# How to drill perpendicular to end of stick ?



## HikerLT

New to this forum, and to learning how to make walking/hiking sticks.

A question I have is :

How do you drill straight, perpendicular "end-on" holes into the end of a curvy stick ( not a perfect dowel).

I'm trying to drill into the ends of a rather tall hiking staff , which is taller than the florr mounted Drill press I have.

I've been looking at plans on how to build a horozontal drill/boring jig, and playing around with the idea of getting 2 x-y cross-slide vise to hold the top and bottom ends of the stick , to be able to adjust the alignment to a drill. Then looked at mounting my unimat with drill configuration mounted on the lathe bed, to be able to move the drill head. Other thoughts are to find one of those jigs that allows you to strap in an ordinary hand drill to "create" a cheap drill press....but still the problem of either moving the drill to drill into the stick, or vice-versa, moving the entire long jig holding the stick.

How do you all do the end-on perpendicular drilling ?


----------



## cobalt

Basically use hand eye cordination . useing a hand held drill more you do it better you get. It would be more trouble of making /purchasing setting it up the jig

I take it your trying to mount a topper on the shank

I use epoxy putty if not quite right, but have found i dont need to use it very oftern.

good luck


----------



## Rad

I've always struggled with that on long material -- I'm interested in seeing a diagram on your lathe set up.

BTW -- welcome to the site!


----------



## cobalt

If your using a lathe you can get centre hole boring tool, i havnt a lathe so never turn my shanks just use natural material finish .But they are handy for making a two pie

ce .But i just use a small nail for alignment just tap it into the shank lay them on the bech tap them together which leaves a imprint for drilling


----------



## CAS14

My problem in a nutshell: I seldom use a dowel or shovel handle, and nearly always use what I cut in the woods. Thus, my sticks are of varying diameter, and they are nearly straight only when I use something like red cedar. So, the definition of "parallel to the axis of the stick" depends on what part of the stick you mean. Often the lowermost few inches isn't perfectly aligned with the rest.

I have a little metal drillbit guide for common bit sizes that facilitates perpendicular holes on flat surfaces. This is difficult to align on the end of a stick. Sometimes I select a piece of copper tubing or a fitting of a size that will fit loosely over the end of a stick, and then I have a perpendicular, circular surface, perpendicular to the tubing or fitting, and to the section of the stick that it encompasses. My drill guide can then be laid on the end of the tubing or fitting. Sometimes, I just eyeball it and hope for the best.


----------



## cobalt

All my toppers are fitted with 4" threaded steel bar 8mm in dia. Thers 2" in the shank 2" in the topper fixed with epoxy glue ;usually i get a fairly true hole but i sometimes wack the bar with a hammer place the topper on and just turn the topper it usually settels pretty snug


----------



## Fordj

I've been in a quandry over this post.

# # # #

• Directions for this task:
Set down word for word the passage of the stick-drilling thread starting at "If your using" and ending at "with the rest.". The lines that come next were taken from a separate source.

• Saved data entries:
# # # #

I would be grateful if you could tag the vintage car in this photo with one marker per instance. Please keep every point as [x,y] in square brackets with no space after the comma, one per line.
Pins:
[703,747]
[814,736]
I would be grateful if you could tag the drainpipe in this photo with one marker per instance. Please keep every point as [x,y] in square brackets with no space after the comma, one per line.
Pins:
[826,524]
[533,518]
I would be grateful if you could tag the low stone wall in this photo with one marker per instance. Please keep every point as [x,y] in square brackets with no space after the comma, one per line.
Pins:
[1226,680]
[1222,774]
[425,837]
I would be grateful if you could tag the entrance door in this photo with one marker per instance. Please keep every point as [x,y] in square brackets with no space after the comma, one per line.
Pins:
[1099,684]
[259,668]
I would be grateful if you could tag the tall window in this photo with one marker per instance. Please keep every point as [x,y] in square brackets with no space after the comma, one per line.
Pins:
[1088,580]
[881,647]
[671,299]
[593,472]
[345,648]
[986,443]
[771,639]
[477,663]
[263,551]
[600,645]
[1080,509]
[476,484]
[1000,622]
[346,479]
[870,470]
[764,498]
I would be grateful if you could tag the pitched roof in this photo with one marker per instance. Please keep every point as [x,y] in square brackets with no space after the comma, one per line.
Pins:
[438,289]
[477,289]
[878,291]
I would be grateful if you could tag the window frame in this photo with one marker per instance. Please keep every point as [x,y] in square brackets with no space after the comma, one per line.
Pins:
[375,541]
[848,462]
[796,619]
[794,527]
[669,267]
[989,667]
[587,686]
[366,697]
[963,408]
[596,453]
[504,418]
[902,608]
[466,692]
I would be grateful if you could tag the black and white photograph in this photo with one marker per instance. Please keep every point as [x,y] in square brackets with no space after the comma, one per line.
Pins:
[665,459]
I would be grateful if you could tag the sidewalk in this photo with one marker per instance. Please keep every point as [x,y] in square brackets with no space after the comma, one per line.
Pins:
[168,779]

# # # #

• Complete response:
If your using a lathe you can get centre hole boring tool, i havnt a lathe so never turn my shanks just use natural material finish .But they are handy for making a two pie

ce .But i just use a small nail for alignment just tap it into the shank lay them on the bech tap them together which leaves a imprint for drilling


----------



## CAS14

My problem in a nutshell: I seldom use a dowel or shovel handle, and nearly always use what I cut in the woods. Thus, my sticks are of varying diameter, and they are nearly straight only when I use something like red cedar. So, the definition of "parallel to the axis of the stick" depends on what part of the stick you mean. Often the lowermost few inches isn't perfectly aligned with the rest.